--- start of Given text ---

With large output capacitance, the LMZ10501 will likely enter hiccup mode (see page 13 and fig 3 of the datasheet) as it is starting up.
However, even if it is in hiccup mode, the regulator will still pump current into the output cap (with hiccup pauses). The pauses will disappear once the output voltage exceeds 0.375V. If there is no load attached during the cap charging, the part will eventually get out of hiccup mode and start up. Here is a plot to illustrate this behavior with excessive output capacitance:
You see that initially the part is in hiccup more (see the VCON voltage charging up and discharging). Current is still supplied to the output in small portions during that time. Since there is no load attached, the output cap charges up and reaches above 0.375V. Then normal operation resumes. The 0.375V is the internal threshold on FB which tells the regulator that there is a short circuit event on the output. If the output voltage is below that threshold the regulator works in hiccup mode.
I happen to have some supercaps and LMZ10501 board. If you want to share your conditions, I will be happy to try this out in the lab and let you know.
What is the supercap value?
You mentioned 2 capacitors. Are they in parallel?
What input voltage are you using?
Do you have a time requirement on how fast the super capacitor must be charged?
Thanks Denislav for the quick reply,
Frankly, i used to charge the spercaps. But as the datasheet says about the hiccup, I was wondering if this could damage the lmz10501. I notice that when the supercaps is fully loaded, they begin to discharge while they still are connected to the lmz10501(no load connected). I was thinking that maybe is necessary to disconnect the lmz10501 from the supercaps to avoid the issue (EN pin low).
DenislavWhat is the supercap value?
I have two supercaps of 50F (taiyo supercaps)
DenislavAre they in parallel?
Yes, they are in parallel to rich 100F.
DenislavWhat input voltage are you using?
Alkaline batteries of 4.2V.
DenislavDo you have a time requirement on how fast the super capacitor must be charged?
I used the equation from page 15 of datasheet to get the values of Rb and Rt for a fixed Vout. But when i used to recalculate the values to the fixed version of 2.5V or 3.3V, the values that I get to Rb are not the same by choosing the value of Rt as it says in the schematics.
RB = ( VOUT / (5.875V – VOUT) ) x RT
Choose RT to be between 80kΩ and 300kΩ.
2) Shutting down the lmz10501 will prevent the discharge of the supercaps?
Here are my comments.
1. The resistor values you see are close standard values. It is possible to find a slightly better combination depending on which resistor you pick for the top and what resistor tolerance you choose to have.
2. On the capacitor discharge question, is the source (battery) still connected to the input of the LMZ when you see the discharging? I am thinking that it is better to have the LMZ always connected so that the voltage on the supercap stays up and regulated.
Here is a plot of charging 150F capacitor I had available. You can see the hiccup operation and then normal operation after VOUT is above the 0.375V threshold. At the end, the supercapacitor is charged to the regulation voltage (1.8V in this case) and the LMZ10501 maintains that voltage level.

--- end of Given text ---
--- start of Stored records ---

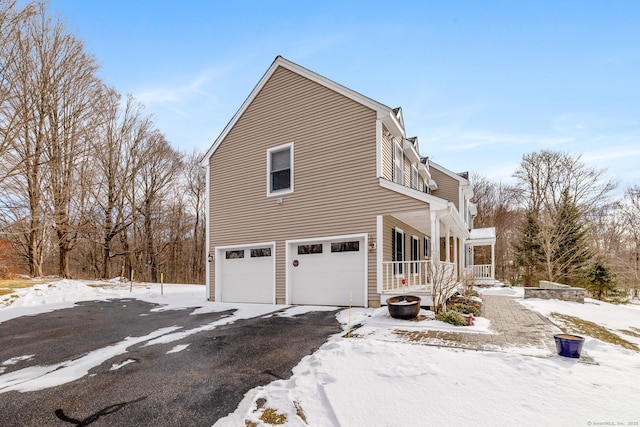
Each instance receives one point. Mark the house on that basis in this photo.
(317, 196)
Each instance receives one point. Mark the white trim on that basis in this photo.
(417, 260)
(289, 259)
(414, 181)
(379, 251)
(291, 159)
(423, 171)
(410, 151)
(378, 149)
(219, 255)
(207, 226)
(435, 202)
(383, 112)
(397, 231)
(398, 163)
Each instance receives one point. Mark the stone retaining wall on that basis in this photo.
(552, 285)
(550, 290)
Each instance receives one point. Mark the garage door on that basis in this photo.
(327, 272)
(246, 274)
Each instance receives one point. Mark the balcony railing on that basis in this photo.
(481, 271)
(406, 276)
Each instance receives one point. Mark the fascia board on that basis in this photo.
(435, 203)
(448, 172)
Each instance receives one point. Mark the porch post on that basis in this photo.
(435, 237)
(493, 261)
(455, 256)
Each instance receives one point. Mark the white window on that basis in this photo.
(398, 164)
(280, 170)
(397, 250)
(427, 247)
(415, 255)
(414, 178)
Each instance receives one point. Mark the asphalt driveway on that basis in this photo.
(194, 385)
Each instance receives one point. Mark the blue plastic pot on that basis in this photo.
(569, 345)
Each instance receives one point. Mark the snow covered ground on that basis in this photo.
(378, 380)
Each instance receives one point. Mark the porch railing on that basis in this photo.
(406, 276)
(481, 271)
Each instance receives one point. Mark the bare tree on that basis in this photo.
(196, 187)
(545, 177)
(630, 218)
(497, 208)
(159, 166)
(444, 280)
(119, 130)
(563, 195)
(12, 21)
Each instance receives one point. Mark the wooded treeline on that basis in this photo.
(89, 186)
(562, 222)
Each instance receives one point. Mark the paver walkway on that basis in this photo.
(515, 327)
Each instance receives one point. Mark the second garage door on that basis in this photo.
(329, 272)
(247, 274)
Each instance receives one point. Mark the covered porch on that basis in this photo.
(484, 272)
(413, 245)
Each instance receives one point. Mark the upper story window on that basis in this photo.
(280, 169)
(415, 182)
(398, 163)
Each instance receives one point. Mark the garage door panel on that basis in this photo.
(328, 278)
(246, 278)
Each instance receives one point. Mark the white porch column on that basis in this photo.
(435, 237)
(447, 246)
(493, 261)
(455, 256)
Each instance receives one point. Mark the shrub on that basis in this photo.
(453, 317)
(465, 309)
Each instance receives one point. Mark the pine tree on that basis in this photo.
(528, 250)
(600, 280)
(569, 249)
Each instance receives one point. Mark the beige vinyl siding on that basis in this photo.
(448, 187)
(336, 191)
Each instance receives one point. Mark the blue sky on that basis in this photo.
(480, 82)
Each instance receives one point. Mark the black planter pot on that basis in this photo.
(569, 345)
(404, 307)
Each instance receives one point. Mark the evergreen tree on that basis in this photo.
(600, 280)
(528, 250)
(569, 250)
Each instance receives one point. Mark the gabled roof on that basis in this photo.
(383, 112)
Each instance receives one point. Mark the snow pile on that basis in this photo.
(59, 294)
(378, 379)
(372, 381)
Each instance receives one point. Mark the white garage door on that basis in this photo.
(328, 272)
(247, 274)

--- end of Stored records ---

- **Given instruction 1**: According to the LMZ10501 thread, what input source and voltage is used?
- **Given instruction 2**: List every capacitance value given in farads in the LMZ10501 thread.
- **Given instruction 3**: Write out the part of the LMZ10501 thread that opens with the words containing "DenislavWhat is the" and closes with "in the schematics.".

- **Output 1**: Alkaline batteries of 4.2V.

- **Output 2**: 50F, 100F, 150F

- **Output 3**:
DenislavWhat is the supercap value?
I have two supercaps of 50F (taiyo supercaps)
DenislavAre they in parallel?
Yes, they are in parallel to rich 100F.
DenislavWhat input voltage are you using?
Alkaline batteries of 4.2V.
DenislavDo you have a time requirement on how fast the super capacitor must be charged?
I used the equation from page 15 of datasheet to get the values of Rb and Rt for a fixed Vout. But when i used to recalculate the values to the fixed version of 2.5V or 3.3V, the values that I get to Rb are not the same by choosing the value of Rt as it says in the schematics.